*Aim of the task:*
In the forum thread on cork size, which cork sizes does Broge5 say George's site recommends?

# Cork size



## Broge5 (Dec 8, 2013)

I'm about to put a port style in some Belissmo bottles I picked up on Craigslist. I have used about 10 of them for splits so far, but I noticed today on George's site that he recommends to use #7 or #8 corks. I have been using the same #9 that I was using with the full size bottles. Is this bad?


----------



## novalou (Dec 8, 2013)

Broge5 said:


> I'm about to put a port style in some Belissmo bottles I picked up on Craigslist. I have used about 10 of them for splits so far, but I noticed today on George's site that he recommends to use #7 or #8 corks. I have been using the same #9 that I was using with the full size bottles. Is this bad?



If you have a corker for #9's, use those.


----------



## MrKevin (Dec 8, 2013)

#9 corks have a slightly larger diameter, so if you have a floor corker or are able to get them inserted, use them of course. #9's are all I use, I like to store most my wine for long periods of time.


----------



## jamesngalveston (Dec 8, 2013)

all things cork..

http://www.pressedforwine.com/equipment/corks.shtml/


----------



## Broge5 (Dec 8, 2013)

Good. I'm using a floor corker, Portuguese I think. No problem getting them in the bottles.


----------



## Broge5 (Dec 8, 2013)

James, thanks for the link


----------



## Runningwolf (Dec 8, 2013)

Yes #9, thats what I always use.


----------



## ibglowin (Dec 8, 2013)

Agree, especially with a Port wine that could be around for ~5 years or more depending on how much you make.


----------



## homer (Dec 15, 2013)

Insert a dime,
use a nine.

If the dimes too tight,
use an eight or it'll be a fight.


OK a poet I ain't. bk


----------

*Source data:*
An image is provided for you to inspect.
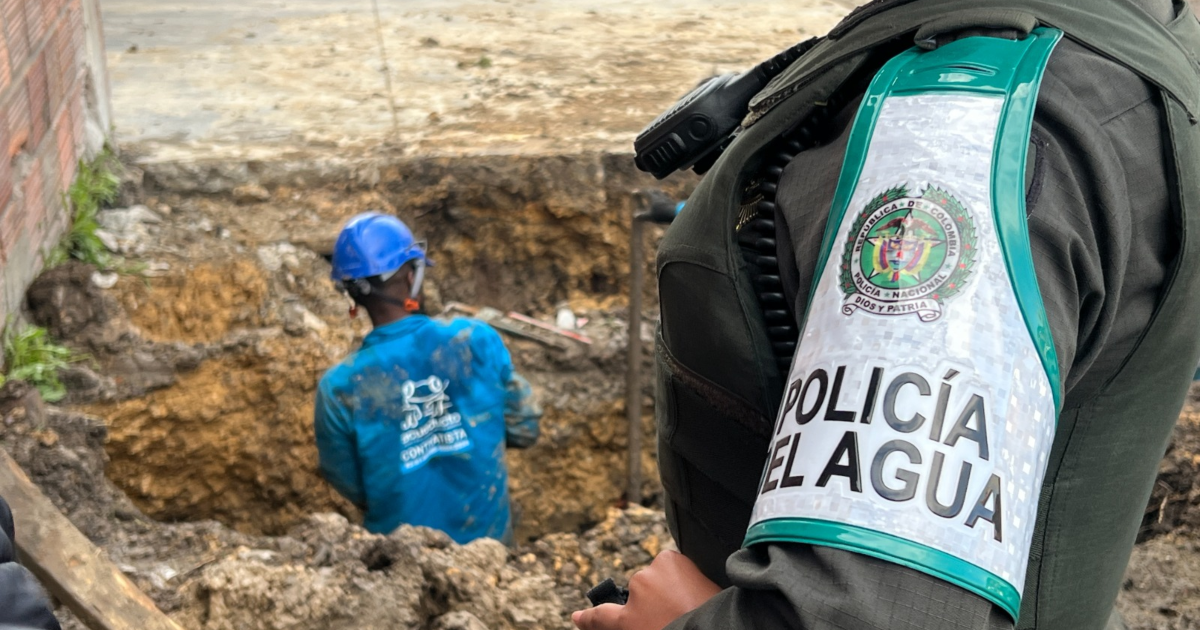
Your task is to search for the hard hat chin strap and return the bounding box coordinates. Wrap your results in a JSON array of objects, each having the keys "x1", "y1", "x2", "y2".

*Correct answer:*
#7 or #8 corks.